### Excerpts from a dataset
────

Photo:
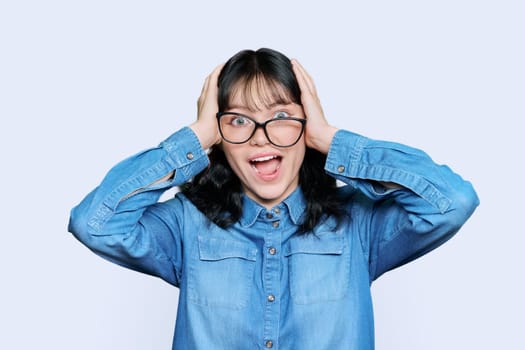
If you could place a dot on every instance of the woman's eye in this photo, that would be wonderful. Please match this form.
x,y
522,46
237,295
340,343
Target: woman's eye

────

### EXERCISE GOAL
Please give the data above again in exact form and omit every picture.

### RESULT OF THE TASK
Photo:
If you could place a dot on every instance of the woman's eye in this photo, that would be wonderful. Please match this form.
x,y
522,46
237,295
340,343
Target: woman's eye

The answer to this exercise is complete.